What this task involves ▸
Return the data below exactly as given, except for the images.

+++ Input data

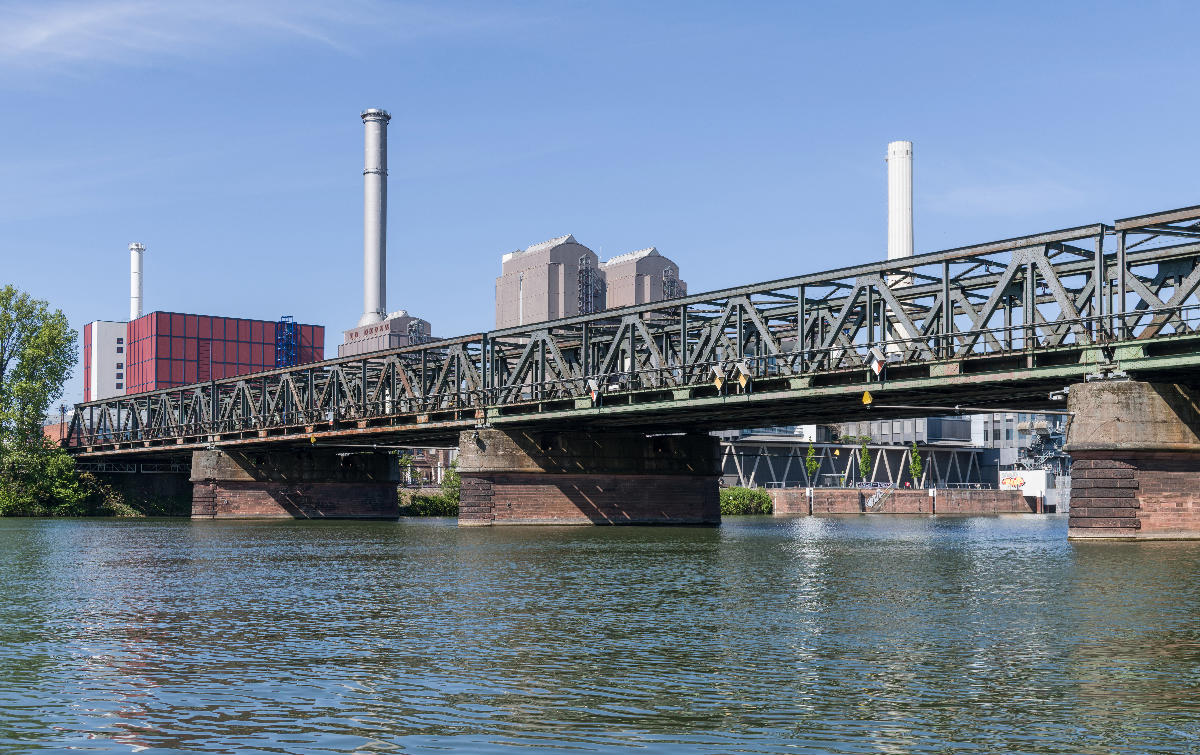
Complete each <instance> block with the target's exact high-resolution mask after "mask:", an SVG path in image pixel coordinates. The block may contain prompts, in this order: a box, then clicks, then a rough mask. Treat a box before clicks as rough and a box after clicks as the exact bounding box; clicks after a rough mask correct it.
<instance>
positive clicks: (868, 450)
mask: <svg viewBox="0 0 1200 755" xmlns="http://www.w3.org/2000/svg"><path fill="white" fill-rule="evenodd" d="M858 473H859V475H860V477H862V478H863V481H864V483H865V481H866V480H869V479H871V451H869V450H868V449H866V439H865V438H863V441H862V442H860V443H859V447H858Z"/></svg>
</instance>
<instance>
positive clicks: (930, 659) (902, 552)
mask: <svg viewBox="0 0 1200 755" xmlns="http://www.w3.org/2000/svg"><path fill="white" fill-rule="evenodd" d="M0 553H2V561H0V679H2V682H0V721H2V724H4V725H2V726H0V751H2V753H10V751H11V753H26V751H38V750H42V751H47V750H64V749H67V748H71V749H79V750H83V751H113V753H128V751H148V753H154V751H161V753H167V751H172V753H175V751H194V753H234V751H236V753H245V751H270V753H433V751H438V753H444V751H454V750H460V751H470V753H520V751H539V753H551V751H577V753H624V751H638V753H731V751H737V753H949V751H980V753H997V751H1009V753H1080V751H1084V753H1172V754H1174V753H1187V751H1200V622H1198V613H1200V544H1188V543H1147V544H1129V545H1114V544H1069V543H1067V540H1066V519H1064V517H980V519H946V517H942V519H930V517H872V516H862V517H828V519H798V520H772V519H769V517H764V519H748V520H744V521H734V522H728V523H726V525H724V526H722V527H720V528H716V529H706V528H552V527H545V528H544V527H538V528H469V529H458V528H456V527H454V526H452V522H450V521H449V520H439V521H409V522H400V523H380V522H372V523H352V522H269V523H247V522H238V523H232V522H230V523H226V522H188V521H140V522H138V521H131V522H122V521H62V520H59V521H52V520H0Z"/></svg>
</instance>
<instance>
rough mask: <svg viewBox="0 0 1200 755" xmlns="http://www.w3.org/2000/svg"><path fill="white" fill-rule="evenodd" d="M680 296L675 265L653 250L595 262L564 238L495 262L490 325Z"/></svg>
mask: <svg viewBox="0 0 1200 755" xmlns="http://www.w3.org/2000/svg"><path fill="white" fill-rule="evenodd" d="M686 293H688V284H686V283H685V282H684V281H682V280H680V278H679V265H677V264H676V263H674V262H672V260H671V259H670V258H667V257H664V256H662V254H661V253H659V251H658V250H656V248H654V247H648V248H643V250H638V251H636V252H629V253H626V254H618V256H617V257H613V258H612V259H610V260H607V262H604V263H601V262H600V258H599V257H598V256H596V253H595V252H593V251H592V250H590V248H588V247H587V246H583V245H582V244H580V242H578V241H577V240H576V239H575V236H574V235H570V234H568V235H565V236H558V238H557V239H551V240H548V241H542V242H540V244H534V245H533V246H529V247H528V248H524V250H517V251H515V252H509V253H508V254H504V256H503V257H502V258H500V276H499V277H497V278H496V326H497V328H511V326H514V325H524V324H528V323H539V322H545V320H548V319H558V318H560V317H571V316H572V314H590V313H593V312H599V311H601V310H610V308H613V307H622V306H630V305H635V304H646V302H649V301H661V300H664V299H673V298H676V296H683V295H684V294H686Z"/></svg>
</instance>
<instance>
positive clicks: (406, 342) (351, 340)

++++++

Exercise answer ▸
Complete each <instance> block with the target's exact high-resolution mask after "mask:", an SVG path in image pixel coordinates. The block may contain prompts, in this order: a box, then clicks, then a rough mask. Treat a box before clicks as rough and a box after clicks as the exact bounding box; clicks after a rough mask correct it.
<instance>
positive clicks: (868, 450)
mask: <svg viewBox="0 0 1200 755" xmlns="http://www.w3.org/2000/svg"><path fill="white" fill-rule="evenodd" d="M858 473H859V475H860V477H862V478H863V481H864V483H865V481H866V480H869V479H871V451H869V450H868V449H866V439H865V438H863V441H862V442H860V443H859V447H858Z"/></svg>
</instance>
<instance>
positive clicks: (930, 659) (902, 552)
mask: <svg viewBox="0 0 1200 755" xmlns="http://www.w3.org/2000/svg"><path fill="white" fill-rule="evenodd" d="M0 553H2V561H0V679H2V682H0V721H2V724H4V725H2V726H0V751H2V753H10V751H11V753H26V751H38V750H42V751H47V750H64V749H67V748H71V749H79V750H83V751H113V753H128V751H148V753H154V751H161V753H167V751H172V753H175V751H194V753H234V751H236V753H245V751H270V753H433V751H438V753H444V751H454V750H460V751H470V753H520V751H539V753H551V751H577V753H624V751H638V753H731V751H737V753H949V751H980V753H997V751H1009V753H1080V751H1084V753H1172V754H1174V753H1187V751H1200V622H1198V613H1200V544H1188V543H1147V544H1129V545H1114V544H1069V543H1067V540H1066V519H1064V517H980V519H946V517H942V519H930V517H872V516H862V517H828V519H798V520H772V519H769V517H764V519H748V520H744V521H734V522H728V523H726V525H724V526H722V527H720V528H716V529H706V528H552V527H545V528H544V527H538V528H469V529H458V528H456V527H454V526H452V522H450V521H449V520H439V521H409V522H400V523H380V522H372V523H352V522H269V523H247V522H238V523H232V522H230V523H226V522H188V521H140V522H138V521H131V522H122V521H62V520H59V521H52V520H0Z"/></svg>
</instance>
<instance>
rough mask: <svg viewBox="0 0 1200 755" xmlns="http://www.w3.org/2000/svg"><path fill="white" fill-rule="evenodd" d="M680 296L675 265L653 250L595 262L564 238L495 262L490 325Z"/></svg>
mask: <svg viewBox="0 0 1200 755" xmlns="http://www.w3.org/2000/svg"><path fill="white" fill-rule="evenodd" d="M686 293H688V284H686V283H685V282H684V281H682V280H680V278H679V265H677V264H676V263H674V262H672V260H671V259H670V258H667V257H664V256H662V254H661V253H659V251H658V250H656V248H654V247H648V248H643V250H638V251H636V252H629V253H626V254H618V256H617V257H613V258H612V259H610V260H607V262H604V263H601V262H600V258H599V257H598V256H596V253H595V252H593V251H592V250H590V248H588V247H587V246H583V245H582V244H580V242H578V241H577V240H576V239H575V236H574V235H570V234H568V235H565V236H558V238H557V239H551V240H548V241H542V242H540V244H534V245H533V246H529V247H528V248H524V250H517V251H515V252H509V253H508V254H504V256H503V257H502V258H500V276H499V277H497V278H496V326H497V328H511V326H514V325H524V324H528V323H539V322H545V320H548V319H558V318H560V317H571V316H572V314H590V313H593V312H599V311H601V310H610V308H613V307H622V306H630V305H635V304H646V302H649V301H661V300H664V299H673V298H676V296H683V295H684V294H686Z"/></svg>
</instance>
<instance>
positive clicks: (406, 342) (351, 340)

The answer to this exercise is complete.